### WHAT YOU HAVE TO DO
Reproduce the following records exactly from the line containing "Provide the location of each instance of the stone building" onward, ending with the last line and including it.

GIVEN RECORDS Start Marker

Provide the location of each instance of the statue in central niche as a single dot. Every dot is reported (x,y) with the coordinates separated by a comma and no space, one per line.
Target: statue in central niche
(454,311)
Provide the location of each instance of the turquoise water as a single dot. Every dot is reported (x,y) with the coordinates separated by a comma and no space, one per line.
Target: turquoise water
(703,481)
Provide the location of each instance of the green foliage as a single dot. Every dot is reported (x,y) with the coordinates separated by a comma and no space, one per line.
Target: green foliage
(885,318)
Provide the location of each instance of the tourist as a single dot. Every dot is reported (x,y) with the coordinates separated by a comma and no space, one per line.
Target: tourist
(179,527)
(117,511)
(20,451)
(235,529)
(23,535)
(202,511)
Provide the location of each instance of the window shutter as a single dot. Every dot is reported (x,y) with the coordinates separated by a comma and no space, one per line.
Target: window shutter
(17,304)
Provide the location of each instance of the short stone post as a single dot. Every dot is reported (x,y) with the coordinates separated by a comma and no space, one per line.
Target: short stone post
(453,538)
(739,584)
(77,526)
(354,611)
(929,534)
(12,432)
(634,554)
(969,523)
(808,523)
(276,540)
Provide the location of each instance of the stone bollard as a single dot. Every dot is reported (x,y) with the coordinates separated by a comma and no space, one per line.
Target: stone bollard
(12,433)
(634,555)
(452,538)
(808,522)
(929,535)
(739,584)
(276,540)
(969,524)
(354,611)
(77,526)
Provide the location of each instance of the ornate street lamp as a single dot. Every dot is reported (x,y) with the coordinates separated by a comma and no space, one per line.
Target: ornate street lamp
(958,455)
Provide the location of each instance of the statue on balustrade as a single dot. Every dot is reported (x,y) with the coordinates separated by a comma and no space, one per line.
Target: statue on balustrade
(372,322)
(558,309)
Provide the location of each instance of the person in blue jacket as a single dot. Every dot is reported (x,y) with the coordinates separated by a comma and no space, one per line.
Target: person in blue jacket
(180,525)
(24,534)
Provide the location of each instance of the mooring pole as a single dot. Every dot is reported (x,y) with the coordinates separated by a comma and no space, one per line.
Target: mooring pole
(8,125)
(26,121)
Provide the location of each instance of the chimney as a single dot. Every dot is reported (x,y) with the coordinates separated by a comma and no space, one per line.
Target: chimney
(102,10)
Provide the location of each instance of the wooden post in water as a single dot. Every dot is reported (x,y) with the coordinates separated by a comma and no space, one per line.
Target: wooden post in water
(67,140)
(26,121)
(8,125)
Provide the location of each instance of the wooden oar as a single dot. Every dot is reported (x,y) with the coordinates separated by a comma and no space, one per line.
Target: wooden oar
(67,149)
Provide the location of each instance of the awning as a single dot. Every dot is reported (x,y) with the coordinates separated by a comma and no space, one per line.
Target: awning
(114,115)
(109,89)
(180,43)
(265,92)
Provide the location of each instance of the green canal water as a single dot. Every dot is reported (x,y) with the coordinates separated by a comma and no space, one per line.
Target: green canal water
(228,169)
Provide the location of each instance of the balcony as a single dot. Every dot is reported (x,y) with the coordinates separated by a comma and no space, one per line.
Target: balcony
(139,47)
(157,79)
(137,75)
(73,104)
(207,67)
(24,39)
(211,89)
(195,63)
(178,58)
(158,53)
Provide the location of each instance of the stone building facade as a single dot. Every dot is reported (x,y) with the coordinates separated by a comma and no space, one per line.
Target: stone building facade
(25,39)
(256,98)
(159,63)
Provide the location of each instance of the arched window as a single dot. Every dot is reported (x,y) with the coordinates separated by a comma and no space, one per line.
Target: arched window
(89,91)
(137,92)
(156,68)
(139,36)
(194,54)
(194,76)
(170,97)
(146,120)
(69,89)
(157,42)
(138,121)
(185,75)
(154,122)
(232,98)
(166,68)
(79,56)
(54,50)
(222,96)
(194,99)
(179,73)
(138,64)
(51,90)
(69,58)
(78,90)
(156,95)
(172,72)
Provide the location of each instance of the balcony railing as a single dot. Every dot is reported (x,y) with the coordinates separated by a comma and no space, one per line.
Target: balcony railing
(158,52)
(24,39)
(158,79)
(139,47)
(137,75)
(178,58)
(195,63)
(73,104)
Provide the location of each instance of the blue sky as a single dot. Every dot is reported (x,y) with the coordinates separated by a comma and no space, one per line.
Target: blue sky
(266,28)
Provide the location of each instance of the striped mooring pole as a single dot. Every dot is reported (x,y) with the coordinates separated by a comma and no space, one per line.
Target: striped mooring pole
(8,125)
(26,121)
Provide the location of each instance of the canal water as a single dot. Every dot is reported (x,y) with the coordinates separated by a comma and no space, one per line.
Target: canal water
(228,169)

GIVEN RECORDS End Marker

### RESULT
Provide the location of each instance of the stone building facade as a single dot. Every dot is reported (x,y) with the coordinates separated by a comma and no space, one per line.
Target: stone building facade
(25,39)
(256,98)
(159,63)
Provide the location of each instance of the arched window as a single dot. Every dot is reported (x,y) with the coordinates separated by a comma and no space, one per line.
Target: arched window
(89,91)
(137,92)
(156,68)
(139,36)
(194,54)
(194,76)
(170,97)
(146,120)
(69,89)
(157,42)
(138,121)
(185,75)
(154,122)
(232,98)
(166,68)
(79,56)
(54,50)
(222,96)
(194,99)
(179,73)
(138,64)
(51,90)
(69,58)
(78,90)
(156,95)
(172,72)
Provide the location of each instance of the balcony railing as a single dot. Every dot is reported (x,y) with the coordinates separated by a comma and no space, one per line.
Target: balcony railing
(158,52)
(24,39)
(158,79)
(139,47)
(137,75)
(178,58)
(195,63)
(73,104)
Provide the location of each instance of the blue sky as a single dot. Every dot is reported (x,y) with the coordinates separated by a comma and no space, one per line.
Target: blue sky
(266,28)
Provide the location of each instance of the striped mooring pole as a single dot. Every dot is reported (x,y) with the coordinates separated by a comma and no space, one per line.
Target: striped mooring pole
(8,125)
(26,121)
Provide the location of each instance of the canal water as a single dot. Every dot is reported (x,y) with the coordinates separated by a comma and no space, one per line.
Target: canal water
(228,169)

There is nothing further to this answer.